Aim
Edit the lines from the start of the records through the line with "x=200, y=721", swapping "puffer jacket" for "quilted coat" and keeping everything else the same. Leave the pictures out of your answer.

Exercise materials

++++++++++++++++++++

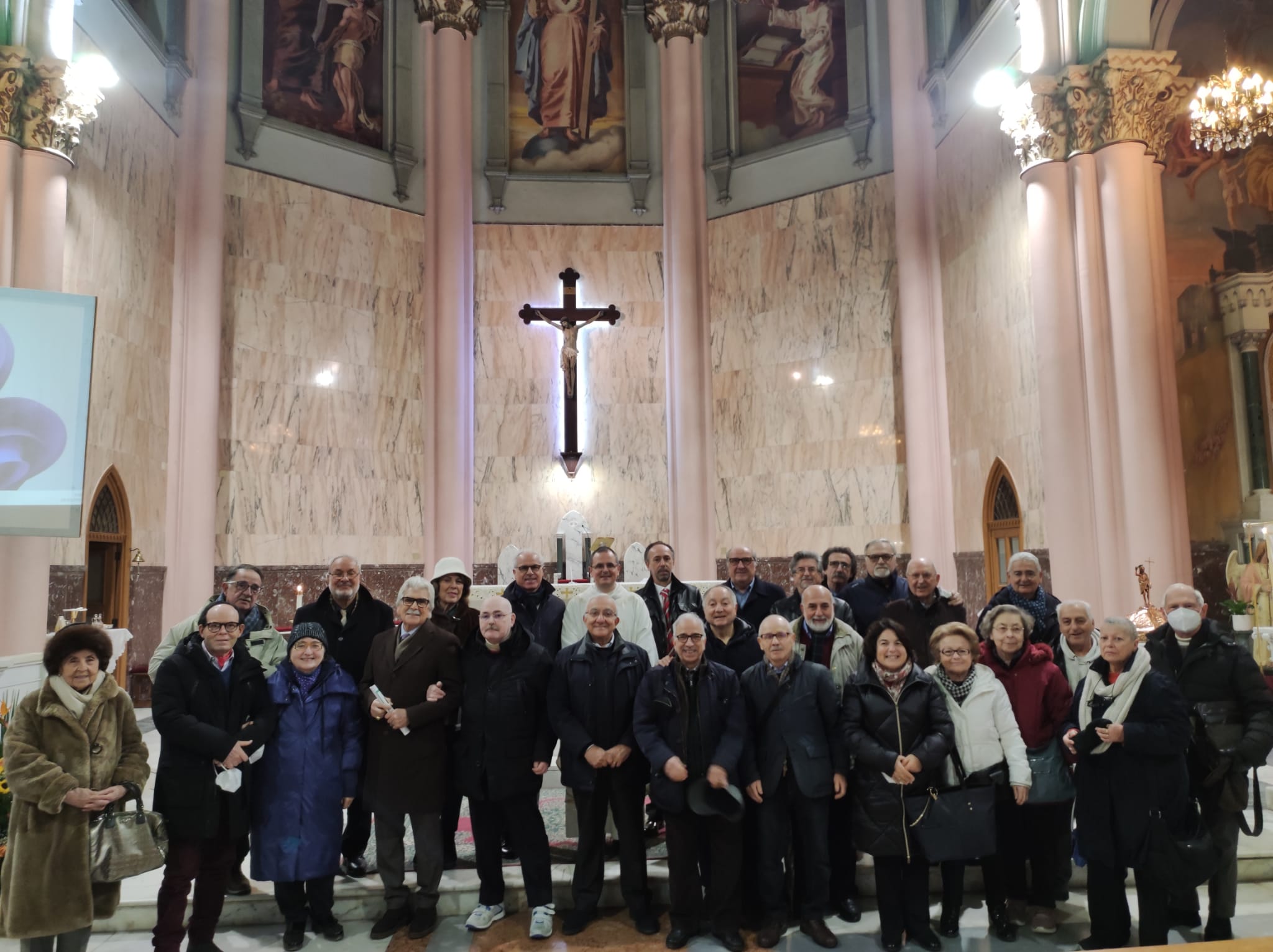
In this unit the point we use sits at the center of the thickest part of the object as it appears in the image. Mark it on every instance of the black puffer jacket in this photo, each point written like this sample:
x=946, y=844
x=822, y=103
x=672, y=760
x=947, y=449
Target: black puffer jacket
x=876, y=730
x=503, y=717
x=1221, y=682
x=571, y=707
x=200, y=721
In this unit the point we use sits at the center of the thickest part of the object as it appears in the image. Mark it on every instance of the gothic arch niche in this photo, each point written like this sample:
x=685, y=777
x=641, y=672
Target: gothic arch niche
x=108, y=542
x=1001, y=524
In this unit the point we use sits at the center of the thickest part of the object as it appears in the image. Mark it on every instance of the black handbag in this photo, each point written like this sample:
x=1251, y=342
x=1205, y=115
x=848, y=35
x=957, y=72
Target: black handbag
x=1182, y=862
x=957, y=823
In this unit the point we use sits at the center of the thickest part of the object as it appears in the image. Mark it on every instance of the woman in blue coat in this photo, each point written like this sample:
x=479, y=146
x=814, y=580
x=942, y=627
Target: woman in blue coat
x=306, y=778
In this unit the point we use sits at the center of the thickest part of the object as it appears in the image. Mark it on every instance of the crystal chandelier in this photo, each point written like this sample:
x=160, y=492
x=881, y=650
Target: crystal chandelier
x=1231, y=110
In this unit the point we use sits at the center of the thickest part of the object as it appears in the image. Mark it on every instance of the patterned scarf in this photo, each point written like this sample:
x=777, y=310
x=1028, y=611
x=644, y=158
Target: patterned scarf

++++++++++++++++++++

Completed task
In this unit the point we use sits at the center of the thickest part of the object as it appears in the image. Mark it on every instance of the black quilted coat in this photo, each point written like this sample:
x=946, y=844
x=822, y=103
x=672, y=760
x=947, y=449
Target: black quilted coat
x=876, y=730
x=503, y=717
x=1221, y=682
x=571, y=707
x=200, y=721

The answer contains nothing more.